- **Exercise**:
Can you rewrite the part of the items below that opens with the line containing "Tag every instance of the glass" and closes with the line containing "Tag every instance of the man", both included, as a numbered list with blank lines left out?

- **Data for the task**:
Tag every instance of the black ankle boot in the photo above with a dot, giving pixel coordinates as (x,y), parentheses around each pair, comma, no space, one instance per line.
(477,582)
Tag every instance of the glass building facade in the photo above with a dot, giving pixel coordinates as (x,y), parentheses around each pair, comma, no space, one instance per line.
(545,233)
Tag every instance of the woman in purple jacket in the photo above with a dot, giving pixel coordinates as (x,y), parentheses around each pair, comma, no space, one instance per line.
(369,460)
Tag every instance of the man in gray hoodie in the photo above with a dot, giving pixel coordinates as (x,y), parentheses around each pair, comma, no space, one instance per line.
* * *
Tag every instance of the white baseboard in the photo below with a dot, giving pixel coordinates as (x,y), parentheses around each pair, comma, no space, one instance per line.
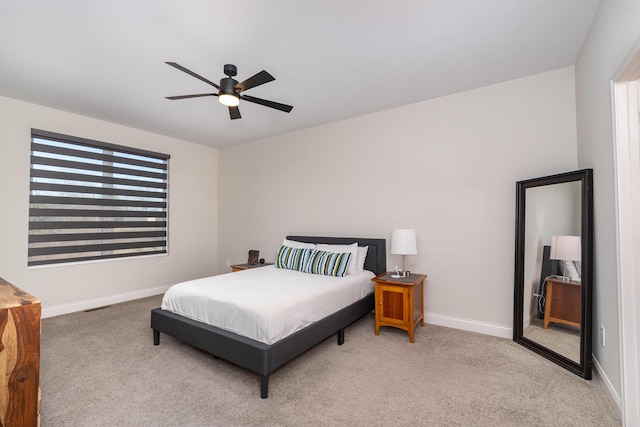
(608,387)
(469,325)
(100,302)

- **Exercise result**:
1. Tag every instance of the glass building facade in the photo above with a dot, giving pixel coordinates as (x,y), parentheses around each pair, comma, no space, one instance per line.
2. (545,233)
3. Tag every instance of the woman in purple jacket in the photo above with a dot, giving pixel coordinates as (x,y), parentheses around each pair, comma, no space, one instance per line.
4. (369,460)
5. Tag every instance of the man in gray hoodie in the photo above with a dot, giving pixel coordinates as (x,y), parentheses around each pair, comma, no space, one instance per line.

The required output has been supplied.